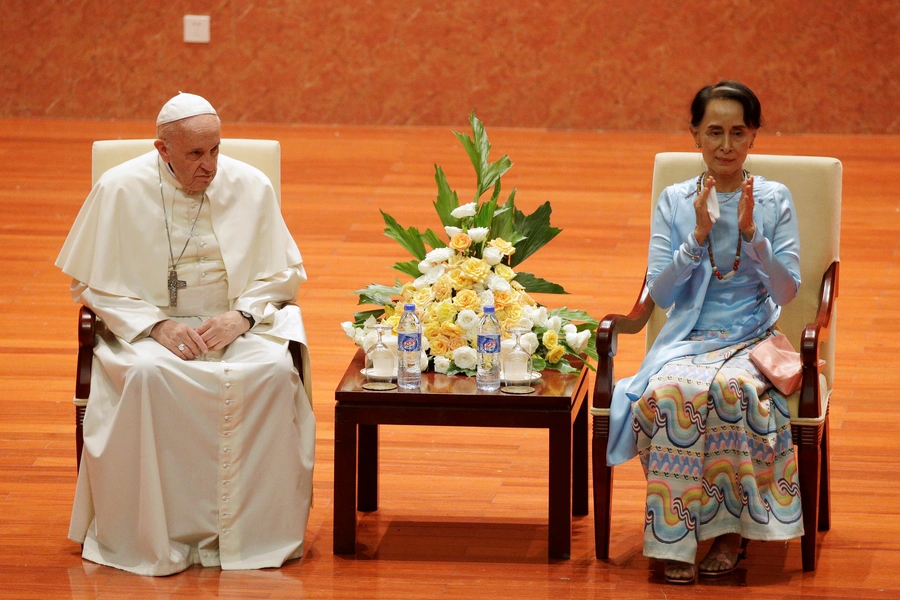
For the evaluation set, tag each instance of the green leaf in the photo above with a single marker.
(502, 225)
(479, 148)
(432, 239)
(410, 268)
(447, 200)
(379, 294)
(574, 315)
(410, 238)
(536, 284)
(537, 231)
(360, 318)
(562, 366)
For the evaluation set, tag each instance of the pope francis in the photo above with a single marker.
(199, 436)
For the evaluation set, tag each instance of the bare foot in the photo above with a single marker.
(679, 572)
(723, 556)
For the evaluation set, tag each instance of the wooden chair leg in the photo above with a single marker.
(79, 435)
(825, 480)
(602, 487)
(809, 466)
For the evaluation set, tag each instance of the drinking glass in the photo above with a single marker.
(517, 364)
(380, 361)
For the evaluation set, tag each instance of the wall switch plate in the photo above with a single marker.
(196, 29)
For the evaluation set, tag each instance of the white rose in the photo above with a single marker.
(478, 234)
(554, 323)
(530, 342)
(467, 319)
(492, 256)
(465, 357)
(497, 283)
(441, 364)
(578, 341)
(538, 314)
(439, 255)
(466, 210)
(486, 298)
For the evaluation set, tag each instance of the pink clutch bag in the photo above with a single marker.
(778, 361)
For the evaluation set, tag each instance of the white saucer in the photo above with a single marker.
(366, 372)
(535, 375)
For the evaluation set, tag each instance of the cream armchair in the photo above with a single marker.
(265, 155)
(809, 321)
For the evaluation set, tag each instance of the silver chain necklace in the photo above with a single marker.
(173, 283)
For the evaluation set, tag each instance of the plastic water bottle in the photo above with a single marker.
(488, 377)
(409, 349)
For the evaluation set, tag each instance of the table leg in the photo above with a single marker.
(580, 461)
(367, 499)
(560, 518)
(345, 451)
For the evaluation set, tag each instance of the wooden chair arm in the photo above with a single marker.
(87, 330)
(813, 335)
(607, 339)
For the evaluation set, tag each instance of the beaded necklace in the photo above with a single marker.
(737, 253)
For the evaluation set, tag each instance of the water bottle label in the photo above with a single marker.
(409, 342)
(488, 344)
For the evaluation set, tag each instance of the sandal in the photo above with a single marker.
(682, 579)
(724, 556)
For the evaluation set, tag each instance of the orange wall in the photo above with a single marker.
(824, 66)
---
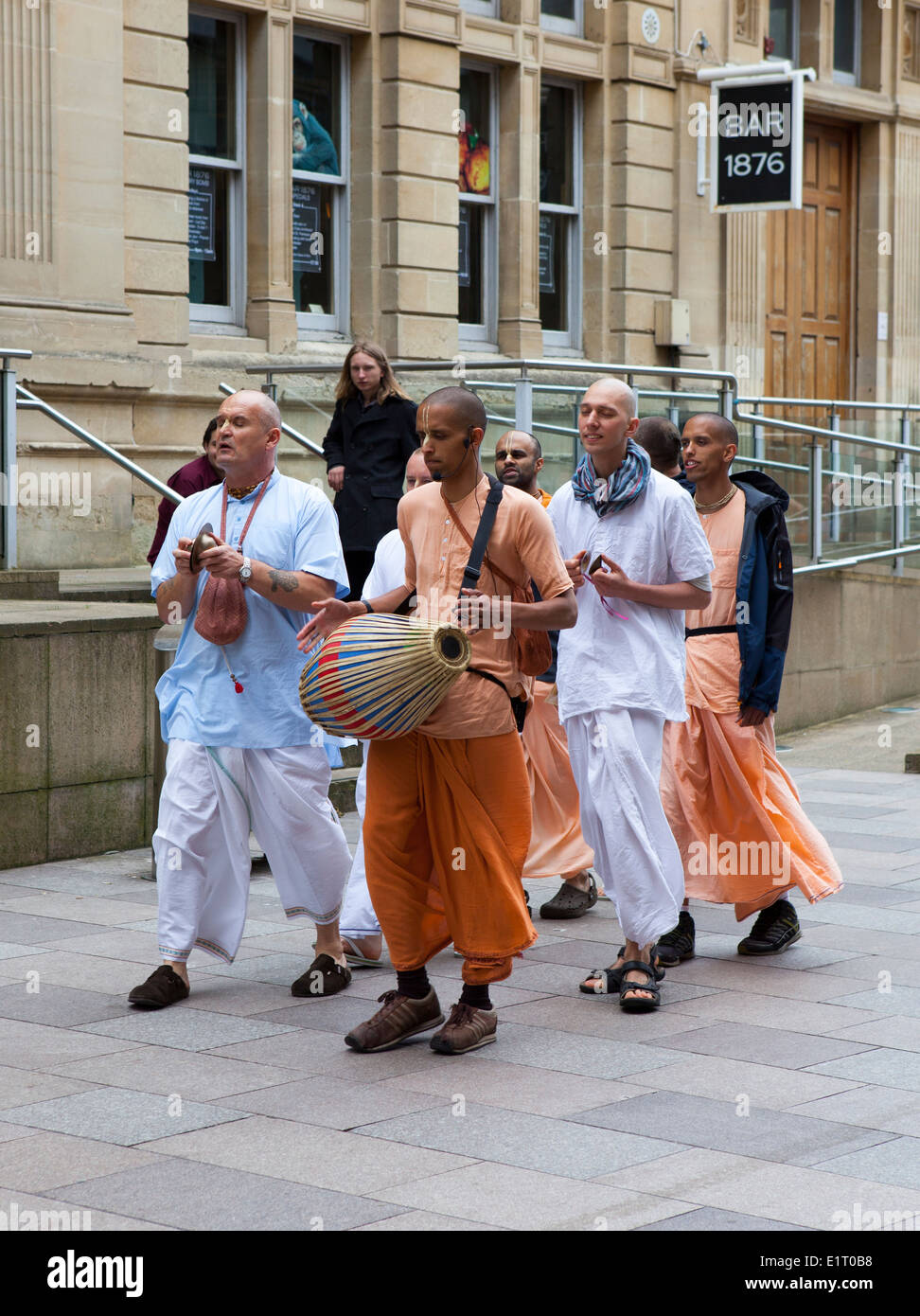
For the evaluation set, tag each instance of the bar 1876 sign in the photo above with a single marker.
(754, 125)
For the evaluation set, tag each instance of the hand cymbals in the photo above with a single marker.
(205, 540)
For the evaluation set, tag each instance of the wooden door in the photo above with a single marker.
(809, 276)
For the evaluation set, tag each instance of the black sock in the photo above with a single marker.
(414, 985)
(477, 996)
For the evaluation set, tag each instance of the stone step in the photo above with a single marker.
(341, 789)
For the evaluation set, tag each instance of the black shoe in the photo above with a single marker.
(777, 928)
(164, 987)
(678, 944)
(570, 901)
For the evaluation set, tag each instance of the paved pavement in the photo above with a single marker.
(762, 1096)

• **WORK INSTRUCTIONS**
From the material above, pull out each line that contains the word "black".

• **FINAL RESULT**
For the evaluation set, tag each instance of the black sock in the photo above with a single marker.
For the evaluation set, tag each instance of the black shoe in the photo above with a single marker.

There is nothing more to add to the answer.